Records to process section start
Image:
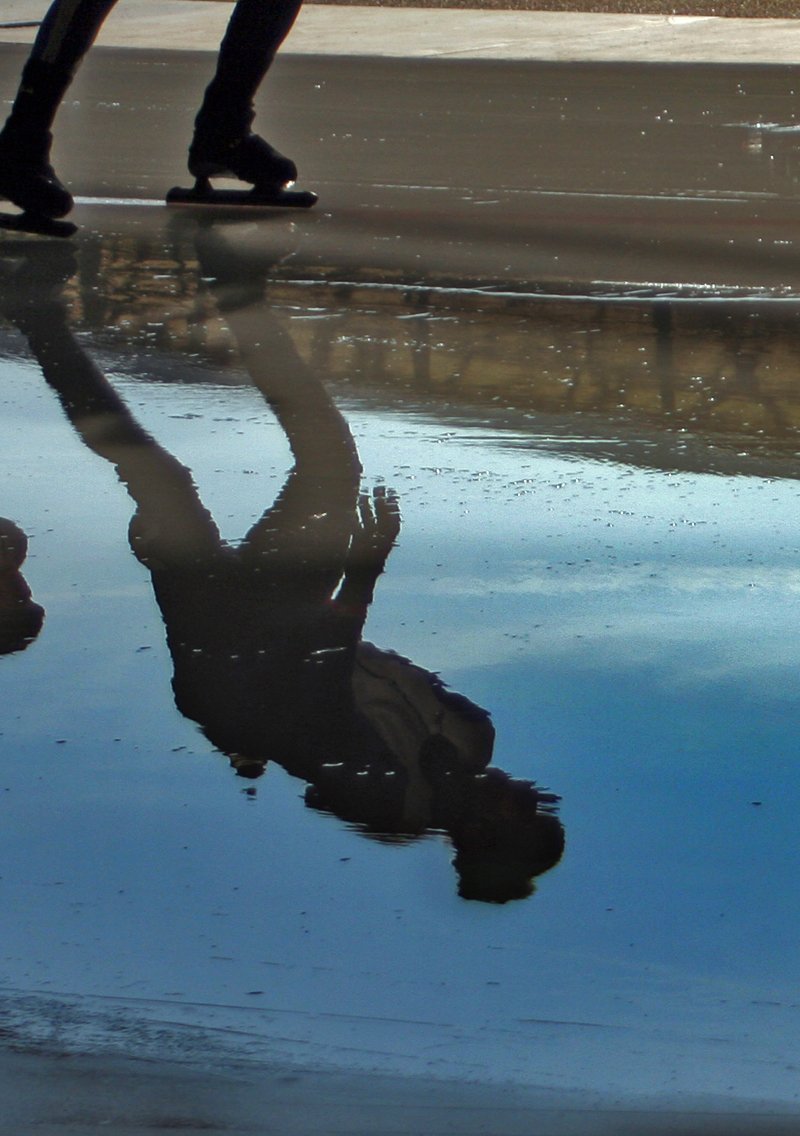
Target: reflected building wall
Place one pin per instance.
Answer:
Records to process section end
Records to process section start
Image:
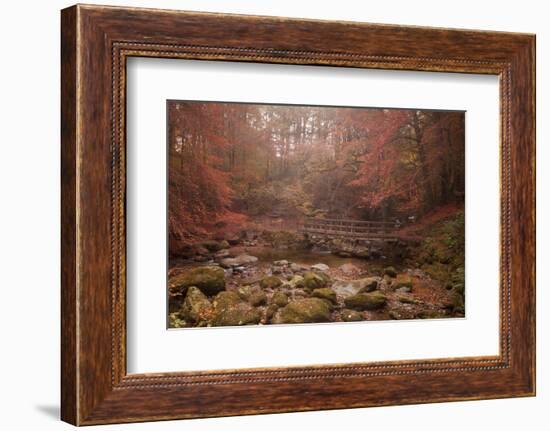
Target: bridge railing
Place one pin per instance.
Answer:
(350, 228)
Records to process section end
Work to complete => Show every line from the listing above in which the string "Target" appears.

Output of the exercise =>
Target: reflected building wall
Target: bridge railing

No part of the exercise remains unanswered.